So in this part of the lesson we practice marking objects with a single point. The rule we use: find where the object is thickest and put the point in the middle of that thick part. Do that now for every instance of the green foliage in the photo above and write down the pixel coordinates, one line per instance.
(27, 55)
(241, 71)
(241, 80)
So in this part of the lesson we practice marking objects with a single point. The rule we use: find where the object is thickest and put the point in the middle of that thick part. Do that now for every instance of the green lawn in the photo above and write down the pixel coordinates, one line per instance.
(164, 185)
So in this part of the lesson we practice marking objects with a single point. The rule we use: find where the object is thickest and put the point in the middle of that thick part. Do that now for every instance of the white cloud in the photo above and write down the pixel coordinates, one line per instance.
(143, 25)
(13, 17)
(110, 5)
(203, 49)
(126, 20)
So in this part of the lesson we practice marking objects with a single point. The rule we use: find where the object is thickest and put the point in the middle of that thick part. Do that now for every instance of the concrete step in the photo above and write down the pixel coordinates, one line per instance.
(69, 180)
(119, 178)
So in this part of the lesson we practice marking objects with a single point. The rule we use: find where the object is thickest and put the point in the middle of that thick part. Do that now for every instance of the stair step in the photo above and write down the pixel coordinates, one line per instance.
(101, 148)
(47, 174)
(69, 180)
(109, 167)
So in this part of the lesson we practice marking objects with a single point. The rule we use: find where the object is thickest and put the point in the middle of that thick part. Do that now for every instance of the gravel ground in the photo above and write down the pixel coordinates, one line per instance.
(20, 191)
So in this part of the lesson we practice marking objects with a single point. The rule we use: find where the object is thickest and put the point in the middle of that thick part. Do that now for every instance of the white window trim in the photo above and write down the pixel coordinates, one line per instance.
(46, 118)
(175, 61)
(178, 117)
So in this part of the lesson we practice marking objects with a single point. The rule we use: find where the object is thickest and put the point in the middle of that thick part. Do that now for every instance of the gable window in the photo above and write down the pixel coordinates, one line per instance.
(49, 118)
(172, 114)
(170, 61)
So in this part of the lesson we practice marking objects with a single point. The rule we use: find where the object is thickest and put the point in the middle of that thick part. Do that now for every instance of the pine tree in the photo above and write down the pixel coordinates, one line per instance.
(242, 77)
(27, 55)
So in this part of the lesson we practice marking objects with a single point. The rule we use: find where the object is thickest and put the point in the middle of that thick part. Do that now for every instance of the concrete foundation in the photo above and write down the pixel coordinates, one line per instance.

────────────────────

(TASK BRIEF)
Rewrite all of the lines above, changing every "single point" to "one point" and leaving everything else as it is.

(SOLVED PROBLEM)
So in this part of the lesson we practice marking objects with a one point. The rule we use: find where the object is thickest and put the point in the middle of that thick part. Do that now for every instance of the green foliage in the photo above and write down the pixel coordinates, one line per instance.
(27, 55)
(241, 71)
(241, 80)
So in this part of the lesson we practice marking objects with a one point. The rule we use: find where the object is thickest and put the point in the middle of that thick part. Do that now for every instance of the green lawn in the photo above and write down the pixel coordinates, one line per instance.
(164, 185)
So in this part of the lesson we practice marking objects with a one point. The rule we use: find where the object is thickest and put the point in the middle of that thick part. Do that now for every instance of the white cloud in the photo above and write down the pixel coordinates, one line per instance.
(143, 25)
(13, 17)
(110, 5)
(203, 49)
(126, 20)
So in this part of the lesson we practice marking objects with a one point. The rule we use: find where the object is thickest and put the point in the middle of that thick part. Do that now for every instance of the concrete step in the photo above and write down the pixel coordinates, one line per instance.
(69, 180)
(119, 178)
So in this part of the lesson we practice marking objects with a one point. The rule we use: find where the object is thickest and put the point in the middle of that thick part. Do that now for every instance of the stair step in the photo above and write down the pixel coordinates, one line per instance.
(101, 148)
(47, 174)
(69, 180)
(109, 167)
So in this part of the lesson we practice marking objects with a one point. The rule we use: find where the object is thickest and put the point in the middle of that thick part. Do that now for every instance of the gravel ground in the photo above and write down the pixel coordinates, one line per instance.
(20, 191)
So in this part of the lesson we practice marking objects with a one point. The rule we use: find where the object is thickest and put the point in the middle of that thick part. Do that now for every instance of the white window trim in the photo above and write down the pixel coordinates, one line per instance.
(46, 118)
(175, 61)
(178, 117)
So in this part of the lesson we practice marking objects with a one point. The rule we use: find where the object is thickest and put the point in the middle of that thick part. Do that now for every instance of the gable window in the photo above and write down the pixel coordinates, one line per instance.
(49, 118)
(172, 114)
(170, 61)
So in this part of the lesson we practice marking objects with a one point. The rule we use: find where the object is thickest and put the point in the middle of that thick part. Do that now for every instance of the pine tree in the photo above and write down the pixel coordinates, one line per instance.
(242, 77)
(27, 55)
So in this part of the lesson we practice marking objects with a one point. The rule we use: find where the object is thickest and put the point in the middle of that thick part. Do that now for every instance of the concrete foundation in the photo above and write down the pixel coordinates, one line per instance.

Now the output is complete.